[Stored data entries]
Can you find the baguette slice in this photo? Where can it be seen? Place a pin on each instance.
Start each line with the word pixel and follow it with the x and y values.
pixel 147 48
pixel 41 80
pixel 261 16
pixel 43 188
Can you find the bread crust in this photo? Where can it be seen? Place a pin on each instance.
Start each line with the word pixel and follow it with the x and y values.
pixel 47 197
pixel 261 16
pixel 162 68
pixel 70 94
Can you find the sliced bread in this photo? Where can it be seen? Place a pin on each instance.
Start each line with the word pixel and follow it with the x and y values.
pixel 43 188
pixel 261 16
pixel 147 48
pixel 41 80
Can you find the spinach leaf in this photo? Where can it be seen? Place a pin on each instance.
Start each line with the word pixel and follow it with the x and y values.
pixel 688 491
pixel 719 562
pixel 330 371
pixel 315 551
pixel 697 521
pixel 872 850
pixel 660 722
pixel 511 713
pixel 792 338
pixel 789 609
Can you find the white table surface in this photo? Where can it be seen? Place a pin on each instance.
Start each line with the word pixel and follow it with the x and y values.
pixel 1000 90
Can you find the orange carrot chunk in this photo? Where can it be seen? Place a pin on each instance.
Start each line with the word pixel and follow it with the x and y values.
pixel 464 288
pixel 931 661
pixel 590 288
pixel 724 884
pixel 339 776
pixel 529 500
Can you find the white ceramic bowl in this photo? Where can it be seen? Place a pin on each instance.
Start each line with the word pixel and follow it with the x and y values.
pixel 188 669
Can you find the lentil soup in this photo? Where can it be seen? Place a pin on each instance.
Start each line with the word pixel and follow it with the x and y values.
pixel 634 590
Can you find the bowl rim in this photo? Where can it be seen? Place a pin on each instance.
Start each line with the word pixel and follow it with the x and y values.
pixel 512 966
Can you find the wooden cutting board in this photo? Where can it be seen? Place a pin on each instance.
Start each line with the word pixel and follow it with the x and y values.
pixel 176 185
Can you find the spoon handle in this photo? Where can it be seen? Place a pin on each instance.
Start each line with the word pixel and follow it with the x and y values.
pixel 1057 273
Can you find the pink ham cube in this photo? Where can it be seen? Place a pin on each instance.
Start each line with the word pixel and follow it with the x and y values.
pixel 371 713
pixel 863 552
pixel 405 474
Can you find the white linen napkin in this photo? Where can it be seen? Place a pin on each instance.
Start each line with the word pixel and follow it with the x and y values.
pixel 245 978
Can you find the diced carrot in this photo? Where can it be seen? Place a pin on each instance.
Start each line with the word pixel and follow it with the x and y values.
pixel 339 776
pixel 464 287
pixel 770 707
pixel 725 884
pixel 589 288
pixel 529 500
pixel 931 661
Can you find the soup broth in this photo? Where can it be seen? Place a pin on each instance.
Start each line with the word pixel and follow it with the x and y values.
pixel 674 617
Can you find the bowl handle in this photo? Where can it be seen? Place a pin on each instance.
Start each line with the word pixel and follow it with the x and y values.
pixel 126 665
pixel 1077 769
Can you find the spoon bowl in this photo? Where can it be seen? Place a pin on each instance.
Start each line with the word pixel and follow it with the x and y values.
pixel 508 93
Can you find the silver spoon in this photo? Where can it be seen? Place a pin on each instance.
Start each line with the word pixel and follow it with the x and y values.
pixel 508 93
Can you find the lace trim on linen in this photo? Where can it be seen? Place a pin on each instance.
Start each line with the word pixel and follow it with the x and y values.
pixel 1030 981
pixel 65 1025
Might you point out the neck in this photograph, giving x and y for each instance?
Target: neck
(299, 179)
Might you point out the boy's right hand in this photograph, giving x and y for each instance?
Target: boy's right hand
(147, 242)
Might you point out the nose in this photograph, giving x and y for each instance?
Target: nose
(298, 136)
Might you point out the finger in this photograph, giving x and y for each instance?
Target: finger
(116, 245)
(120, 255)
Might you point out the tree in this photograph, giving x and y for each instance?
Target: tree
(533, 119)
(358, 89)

Task description -
Nothing but the lines from the one holding "Target: neck" to the end of the entries should be output, each exactly as it appears.

Exercise output -
Target: neck
(299, 179)
Might you point out the boy's right hand in this photograph, giving x and y for each instance?
Target: boy's right hand
(147, 242)
Might you point out the nose in this photograph, giving x and y for each instance?
Target: nose
(298, 136)
Might you point out the finger in this photograph, giving x and y for each instance?
Target: finger
(116, 245)
(120, 255)
Might you point out the tree in this photograph, giving x and y for each instance?
Target: tree
(533, 119)
(358, 89)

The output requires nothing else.